Document extract:
= Beginning of Section =

Related: A three-year look at a school trying to turn around — and the kids depending on it

Quitman Street School and Central High School, where I was principal, along with five other schools in Newark’s Central Ward, collaborated with New York University to develop the Global Village strategy from 2009 until the Renew strategy was implemented in 2012. Community partnerships, school-based professional development and collaboration, academic enrichment, extended learning time, and integration of student supports were core to our improvement plans. Developing these systems in the Global Village shifted the paradigm for school reform in our schools and established comprehensive and cohesive systems to help students bypass barriers and create opportunities for learning so they could thrive. Of course, the implementation of the Global strategy varied school by school. It is, however, safe to say that Quitman Street School embraced being part of the Global Village wholeheartedly so that by the time it became a Renew School a solid foundation on which to accelerate the school’s transformation had been established.

= End of Section =

Listed records:

= Beginning of Section =

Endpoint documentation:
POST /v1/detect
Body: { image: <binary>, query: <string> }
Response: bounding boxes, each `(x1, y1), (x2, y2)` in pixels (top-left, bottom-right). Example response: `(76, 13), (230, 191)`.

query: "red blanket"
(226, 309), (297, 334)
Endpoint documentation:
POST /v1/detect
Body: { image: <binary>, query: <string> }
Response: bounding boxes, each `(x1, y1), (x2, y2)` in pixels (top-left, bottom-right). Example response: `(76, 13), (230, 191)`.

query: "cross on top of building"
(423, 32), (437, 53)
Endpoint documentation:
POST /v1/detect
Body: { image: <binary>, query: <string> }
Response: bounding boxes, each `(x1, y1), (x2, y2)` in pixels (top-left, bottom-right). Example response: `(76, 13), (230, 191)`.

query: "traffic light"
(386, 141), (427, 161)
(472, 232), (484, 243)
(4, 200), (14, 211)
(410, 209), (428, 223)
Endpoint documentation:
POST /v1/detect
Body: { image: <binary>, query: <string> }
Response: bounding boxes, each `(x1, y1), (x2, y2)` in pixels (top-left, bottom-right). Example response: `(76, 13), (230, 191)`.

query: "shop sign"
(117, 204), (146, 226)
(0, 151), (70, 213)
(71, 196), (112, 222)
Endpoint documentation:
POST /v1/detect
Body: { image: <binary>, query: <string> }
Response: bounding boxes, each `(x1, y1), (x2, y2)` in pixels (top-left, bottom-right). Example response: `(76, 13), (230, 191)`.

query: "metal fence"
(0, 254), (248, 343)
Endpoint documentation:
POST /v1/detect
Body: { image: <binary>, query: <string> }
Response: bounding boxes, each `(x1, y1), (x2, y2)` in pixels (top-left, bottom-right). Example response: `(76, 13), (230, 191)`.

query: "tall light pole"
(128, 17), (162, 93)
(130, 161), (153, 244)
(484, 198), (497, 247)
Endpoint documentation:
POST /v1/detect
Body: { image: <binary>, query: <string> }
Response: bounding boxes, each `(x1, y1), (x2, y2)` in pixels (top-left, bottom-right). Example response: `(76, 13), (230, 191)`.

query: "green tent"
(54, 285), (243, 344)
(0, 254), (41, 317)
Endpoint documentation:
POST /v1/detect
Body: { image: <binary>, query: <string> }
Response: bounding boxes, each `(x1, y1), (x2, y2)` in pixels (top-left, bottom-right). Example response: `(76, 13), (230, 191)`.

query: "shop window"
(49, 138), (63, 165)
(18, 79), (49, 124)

= End of Section =

Instructions for the task: Transcribe the full Quitman Street School passage word for word. The entries come from a different source than the Quitman Street School passage.

Your solution:
Related: A three-year look at a school trying to turn around — and the kids depending on it

Quitman Street School and Central High School, where I was principal, along with five other schools in Newark’s Central Ward, collaborated with New York University to develop the Global Village strategy from 2009 until the Renew strategy was implemented in 2012. Community partnerships, school-based professional development and collaboration, academic enrichment, extended learning time, and integration of student supports were core to our improvement plans. Developing these systems in the Global Village shifted the paradigm for school reform in our schools and established comprehensive and cohesive systems to help students bypass barriers and create opportunities for learning so they could thrive. Of course, the implementation of the Global strategy varied school by school. It is, however, safe to say that Quitman Street School embraced being part of the Global Village wholeheartedly so that by the time it became a Renew School a solid foundation on which to accelerate the school’s transformation had been established.